Exercise requirements: When you copy the entries, keep every word exactly as it stands.

(Records provided)

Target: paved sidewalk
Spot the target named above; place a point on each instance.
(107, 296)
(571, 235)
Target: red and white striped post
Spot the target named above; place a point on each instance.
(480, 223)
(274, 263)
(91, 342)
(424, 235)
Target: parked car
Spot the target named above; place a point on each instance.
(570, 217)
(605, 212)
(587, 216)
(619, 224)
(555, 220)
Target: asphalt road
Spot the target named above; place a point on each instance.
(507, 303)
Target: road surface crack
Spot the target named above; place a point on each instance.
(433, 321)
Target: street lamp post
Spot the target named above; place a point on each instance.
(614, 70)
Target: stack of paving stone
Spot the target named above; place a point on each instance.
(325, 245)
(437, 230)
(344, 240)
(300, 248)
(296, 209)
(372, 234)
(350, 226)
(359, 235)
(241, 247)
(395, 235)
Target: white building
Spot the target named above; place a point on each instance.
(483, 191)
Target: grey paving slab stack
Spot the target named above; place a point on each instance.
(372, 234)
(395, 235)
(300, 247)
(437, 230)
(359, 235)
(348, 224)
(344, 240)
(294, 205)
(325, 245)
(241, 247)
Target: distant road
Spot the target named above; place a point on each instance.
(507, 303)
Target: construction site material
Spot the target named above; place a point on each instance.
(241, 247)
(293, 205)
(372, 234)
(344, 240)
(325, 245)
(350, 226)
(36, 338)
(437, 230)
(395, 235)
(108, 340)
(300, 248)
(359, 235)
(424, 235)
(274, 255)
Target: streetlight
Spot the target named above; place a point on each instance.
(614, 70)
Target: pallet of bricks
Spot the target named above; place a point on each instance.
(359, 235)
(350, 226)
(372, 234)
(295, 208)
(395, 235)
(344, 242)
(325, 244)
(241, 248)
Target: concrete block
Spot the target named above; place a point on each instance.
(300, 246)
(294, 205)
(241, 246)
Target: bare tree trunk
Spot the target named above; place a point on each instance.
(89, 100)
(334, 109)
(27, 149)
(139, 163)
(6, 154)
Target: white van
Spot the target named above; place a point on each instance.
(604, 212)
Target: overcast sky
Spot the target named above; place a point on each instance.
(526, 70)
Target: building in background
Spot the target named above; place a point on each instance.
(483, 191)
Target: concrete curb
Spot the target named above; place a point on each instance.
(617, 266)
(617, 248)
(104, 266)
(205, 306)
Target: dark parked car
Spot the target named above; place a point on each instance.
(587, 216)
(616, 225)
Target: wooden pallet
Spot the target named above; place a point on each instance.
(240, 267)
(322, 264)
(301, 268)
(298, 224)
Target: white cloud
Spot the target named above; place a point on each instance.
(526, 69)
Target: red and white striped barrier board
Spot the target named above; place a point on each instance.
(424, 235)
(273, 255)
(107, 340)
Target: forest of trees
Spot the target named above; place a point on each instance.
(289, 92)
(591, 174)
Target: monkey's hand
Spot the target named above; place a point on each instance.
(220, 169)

(End Records provided)

Your response:
Target: paved sidewalk
Spot the target named above; place a point on each instance.
(107, 296)
(571, 235)
Target: red and white striped post
Spot the target named above; place a point on each instance.
(480, 223)
(274, 263)
(91, 342)
(424, 235)
Target: parked car
Spot the target named above; place a point on each instance.
(570, 217)
(605, 212)
(587, 216)
(619, 224)
(555, 220)
Target: asphalt road
Spot the target named above; place a point on each instance.
(507, 303)
Target: road surface crack
Spot the target named above; place a point on each instance.
(433, 321)
Target: street lamp post
Spot the target named above; place a point on each instance.
(614, 70)
Target: stack of paving stone
Spot the target named above; place a point on each instance.
(325, 245)
(437, 230)
(344, 240)
(300, 248)
(296, 209)
(372, 234)
(350, 226)
(359, 235)
(241, 247)
(395, 235)
Target: white building
Spot the target named above; place a point on each instance.
(483, 191)
Target: grey paving slab stack
Spot the target named above; place a point on each instance.
(372, 234)
(395, 235)
(300, 247)
(437, 230)
(359, 235)
(348, 224)
(344, 240)
(294, 205)
(325, 245)
(241, 247)
Target: distant road
Spot the target named above; place a point on each instance.
(507, 303)
Target: construction site material
Spot the target named above; place a point on each instance.
(241, 247)
(293, 205)
(372, 234)
(344, 240)
(325, 245)
(350, 226)
(36, 338)
(437, 230)
(395, 235)
(108, 340)
(300, 248)
(359, 235)
(424, 235)
(274, 255)
Target: streetlight
Spot the target named above; place a point on each instance.
(614, 70)
Target: pallet of bricks
Spot the target named above; place a point on each instance.
(359, 235)
(350, 226)
(372, 234)
(295, 208)
(395, 235)
(344, 242)
(325, 244)
(241, 248)
Target: concrete block
Spot the target named above; place a point on each instance.
(300, 246)
(294, 205)
(241, 246)
Target: bare tree trunk
Spot the target named above; place a point on each instance.
(89, 100)
(334, 109)
(27, 149)
(139, 163)
(6, 154)
Target: white van
Spot the target named above; place a point on each instance.
(604, 212)
Target: overcast sky
Spot the target named above; place a point on each instance.
(526, 70)
Target: building in background
Spot the target named above; place a point on each instance.
(483, 191)
Target: concrete curb
Spot the target named above; place a point on each instance.
(617, 266)
(617, 248)
(104, 266)
(205, 306)
Target: dark parked car
Spot the target named above; place a point on each instance.
(587, 216)
(616, 225)
Target: wooden pallet
Spot the target named above; place a point on each instance.
(240, 267)
(322, 264)
(301, 268)
(298, 224)
Target: white cloud
Spot the target named above; place a point on each instance.
(526, 69)
Target: red and white striped barrier board
Spot the target named above; place a point on each instance.
(424, 235)
(273, 255)
(107, 340)
Target: forest of trees
Spot the target named above; place a point on each instance.
(289, 92)
(591, 174)
Target: monkey's hand
Spot the target named above; place a point on each instance.
(220, 169)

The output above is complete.